◆ STORED RECORDS
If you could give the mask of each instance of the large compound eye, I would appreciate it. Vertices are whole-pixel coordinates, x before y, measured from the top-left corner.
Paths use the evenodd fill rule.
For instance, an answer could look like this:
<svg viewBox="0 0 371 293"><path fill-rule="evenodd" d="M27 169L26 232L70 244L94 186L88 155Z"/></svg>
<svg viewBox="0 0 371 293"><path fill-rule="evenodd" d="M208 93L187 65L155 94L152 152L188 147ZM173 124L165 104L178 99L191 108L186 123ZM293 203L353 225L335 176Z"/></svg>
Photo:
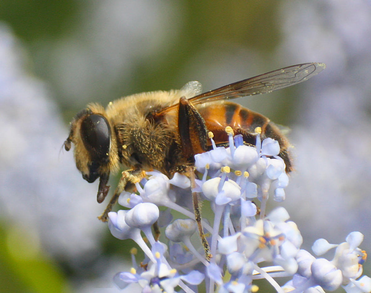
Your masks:
<svg viewBox="0 0 371 293"><path fill-rule="evenodd" d="M108 161L111 131L105 118L97 114L87 116L81 122L80 135L92 161L100 163Z"/></svg>

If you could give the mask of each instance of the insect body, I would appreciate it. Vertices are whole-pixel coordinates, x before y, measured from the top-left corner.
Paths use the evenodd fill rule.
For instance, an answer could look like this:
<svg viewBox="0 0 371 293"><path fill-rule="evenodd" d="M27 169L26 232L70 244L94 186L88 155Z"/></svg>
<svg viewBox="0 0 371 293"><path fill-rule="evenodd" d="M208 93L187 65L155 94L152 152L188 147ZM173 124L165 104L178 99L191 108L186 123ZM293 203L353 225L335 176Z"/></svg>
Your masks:
<svg viewBox="0 0 371 293"><path fill-rule="evenodd" d="M132 188L142 171L156 169L170 176L176 172L186 173L192 168L194 155L209 150L208 132L214 134L217 145L226 145L224 131L230 126L242 134L246 143L255 145L257 127L262 139L278 141L286 171L292 170L289 144L278 128L267 118L228 99L268 92L293 85L323 70L322 63L290 66L234 82L201 94L197 81L180 90L144 92L122 98L105 109L89 104L72 120L65 149L75 145L77 168L89 182L98 177L97 201L101 202L108 191L110 174L120 164L123 172L113 197L99 218L107 215L120 193Z"/></svg>

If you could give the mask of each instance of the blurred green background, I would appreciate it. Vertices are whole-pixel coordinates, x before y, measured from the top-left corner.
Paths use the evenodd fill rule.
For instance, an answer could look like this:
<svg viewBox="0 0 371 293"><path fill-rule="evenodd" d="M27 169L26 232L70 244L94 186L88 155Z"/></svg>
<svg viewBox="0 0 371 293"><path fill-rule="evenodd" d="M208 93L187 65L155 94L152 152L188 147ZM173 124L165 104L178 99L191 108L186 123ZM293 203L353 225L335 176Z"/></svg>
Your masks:
<svg viewBox="0 0 371 293"><path fill-rule="evenodd" d="M134 245L123 246L96 222L103 208L94 202L96 186L82 182L72 154L60 154L58 159L68 122L87 103L105 105L138 92L179 88L191 80L209 90L306 62L324 62L328 68L307 84L239 102L291 127L298 156L301 152L308 158L308 162L298 159L299 175L294 175L294 187L287 192L292 219L298 218L299 229L304 229L305 248L320 237L344 241L351 229L364 233L368 238L365 245L370 247L370 213L363 209L369 203L371 178L370 6L367 1L349 6L345 1L319 0L295 4L263 0L0 1L0 43L9 48L1 53L1 64L9 61L12 68L13 59L20 60L14 61L19 67L15 73L4 65L0 75L20 80L25 76L36 88L30 94L28 87L13 88L19 91L14 94L19 100L9 104L15 114L7 121L18 124L1 136L6 142L7 135L21 129L23 140L4 142L11 146L5 149L15 152L22 146L27 154L12 161L4 151L0 158L3 178L14 173L1 182L0 191L0 292L116 291L109 287L112 277L125 270L128 247ZM31 117L39 120L32 124ZM25 129L29 123L37 135ZM329 132L338 135L332 140ZM29 138L35 136L36 141L30 142L33 141ZM44 144L45 138L49 140ZM35 149L41 153L35 154ZM48 161L44 161L46 154ZM30 160L29 165L23 158ZM336 173L339 169L344 174ZM41 185L45 186L41 191ZM314 208L301 205L305 202L298 199L301 188L309 195L303 201L315 202ZM340 199L334 199L339 193ZM55 196L52 200L48 199L50 194ZM26 204L25 198L35 200ZM56 198L63 204L56 203ZM343 209L344 206L349 209ZM49 212L50 206L54 209ZM23 209L30 215L22 215ZM70 210L78 212L61 211ZM347 221L344 213L349 213ZM76 213L72 219L75 216L70 215ZM334 215L345 223L337 223ZM331 223L317 228L319 222L326 223L321 218L325 216ZM88 232L82 232L85 228Z"/></svg>

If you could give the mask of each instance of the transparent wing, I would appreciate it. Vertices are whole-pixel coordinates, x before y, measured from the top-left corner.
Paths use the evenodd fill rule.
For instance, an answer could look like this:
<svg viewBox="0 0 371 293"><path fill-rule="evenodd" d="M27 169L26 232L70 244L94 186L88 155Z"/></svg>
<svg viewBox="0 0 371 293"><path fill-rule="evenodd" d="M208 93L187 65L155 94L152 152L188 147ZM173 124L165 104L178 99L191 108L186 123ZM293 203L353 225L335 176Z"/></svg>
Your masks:
<svg viewBox="0 0 371 293"><path fill-rule="evenodd" d="M289 66L224 85L198 95L189 100L193 105L197 105L265 94L306 80L321 72L325 67L326 64L319 63L305 63ZM177 105L177 104L170 106L157 114L163 113Z"/></svg>

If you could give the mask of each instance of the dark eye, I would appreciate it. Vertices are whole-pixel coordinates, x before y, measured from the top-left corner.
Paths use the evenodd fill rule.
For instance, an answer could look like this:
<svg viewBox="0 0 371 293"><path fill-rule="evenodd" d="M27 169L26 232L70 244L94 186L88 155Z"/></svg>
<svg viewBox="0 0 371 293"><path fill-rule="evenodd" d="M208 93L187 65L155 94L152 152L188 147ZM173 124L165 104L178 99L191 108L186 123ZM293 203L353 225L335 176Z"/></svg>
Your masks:
<svg viewBox="0 0 371 293"><path fill-rule="evenodd" d="M97 114L88 116L81 122L80 135L92 161L99 163L108 161L111 131L105 118Z"/></svg>

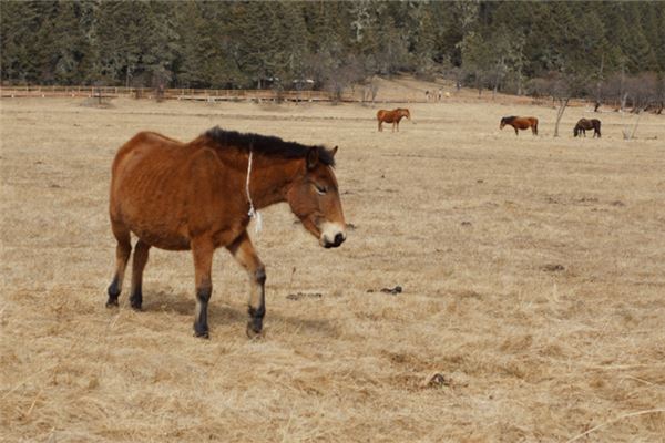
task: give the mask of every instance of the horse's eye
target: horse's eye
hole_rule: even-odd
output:
[[[328,192],[328,188],[326,186],[317,185],[316,183],[314,184],[314,188],[316,189],[316,193],[318,195],[324,195]]]

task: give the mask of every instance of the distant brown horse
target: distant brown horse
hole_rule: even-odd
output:
[[[501,124],[499,125],[500,130],[503,130],[503,126],[511,125],[515,130],[515,135],[519,135],[518,130],[528,130],[531,127],[531,133],[533,135],[538,135],[538,119],[536,117],[516,117],[514,115],[510,117],[501,119]]]
[[[584,135],[586,137],[586,131],[591,131],[591,130],[593,130],[594,138],[596,135],[600,138],[601,137],[601,121],[597,119],[591,119],[591,120],[580,119],[580,121],[575,125],[575,128],[573,130],[573,136],[576,137],[577,135]]]
[[[346,239],[346,224],[332,172],[334,150],[241,134],[214,127],[190,143],[141,132],[113,162],[111,229],[117,239],[116,269],[106,306],[117,306],[124,270],[132,262],[130,302],[141,309],[149,249],[192,250],[195,268],[196,337],[208,337],[213,253],[225,247],[247,270],[249,336],[260,333],[265,316],[264,265],[247,235],[250,209],[288,202],[321,246]]]
[[[382,124],[392,123],[392,132],[397,128],[399,132],[399,121],[403,117],[411,120],[411,113],[406,107],[397,107],[392,111],[380,110],[377,112],[377,120],[379,121],[379,131],[383,131]]]

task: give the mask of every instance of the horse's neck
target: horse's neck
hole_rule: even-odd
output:
[[[301,168],[300,162],[253,155],[249,194],[256,209],[286,200],[288,187]]]

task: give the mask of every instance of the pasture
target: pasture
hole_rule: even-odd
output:
[[[510,102],[376,106],[3,100],[0,433],[21,442],[656,442],[665,435],[665,120]],[[539,136],[499,130],[534,115]],[[603,137],[573,138],[598,117]],[[106,309],[110,168],[142,130],[339,145],[347,241],[286,205],[248,281],[217,250],[211,339],[190,253],[153,249],[143,312]],[[241,192],[241,190],[238,190]],[[400,293],[381,289],[402,287]],[[596,427],[600,426],[600,427]]]

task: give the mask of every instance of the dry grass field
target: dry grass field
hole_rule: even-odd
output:
[[[665,117],[502,97],[380,106],[75,100],[1,106],[0,440],[7,442],[663,442]],[[499,131],[536,115],[540,135]],[[153,249],[144,311],[106,309],[110,167],[141,130],[339,145],[345,245],[286,205],[252,229],[248,282],[215,255],[211,339],[195,339],[188,253]],[[591,135],[591,133],[589,134]],[[401,286],[401,293],[382,288]],[[583,435],[584,434],[584,435]]]

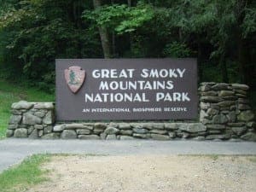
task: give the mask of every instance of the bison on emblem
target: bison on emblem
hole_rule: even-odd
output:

◆ WHAT NEEDS TO BE DONE
Format the items from the beginning through the line containing "161L111 131L105 118L97", inclusive, as a two-column CSV with the headers item and answer. Give one row per item, with each value in one quoted field, line breaks replaced by spaces, and the pictures left out.

◆ ANSWER BELOW
item,answer
"If you could give the mask of each instance of the large compound eye, I would appreciate it. Vertices are whole-pixel coordinates, x before y, measured from the top-left corner. Paths use the evenodd fill rule. For instance, an answer could look like this: <svg viewBox=""0 0 371 293""><path fill-rule=""evenodd"" d=""M27 169L26 232L70 244L94 186L88 155Z""/></svg> <svg viewBox=""0 0 371 293""><path fill-rule=""evenodd"" d=""M208 93L187 65L155 94L152 152L188 147ZM173 124L165 104L178 99L191 108L186 123ZM293 203L353 225L335 176Z""/></svg> Photo: Your masks:","<svg viewBox=""0 0 371 293""><path fill-rule=""evenodd"" d=""M108 161L111 131L105 118L97 114L87 116L81 122L80 135L92 161L100 163Z""/></svg>"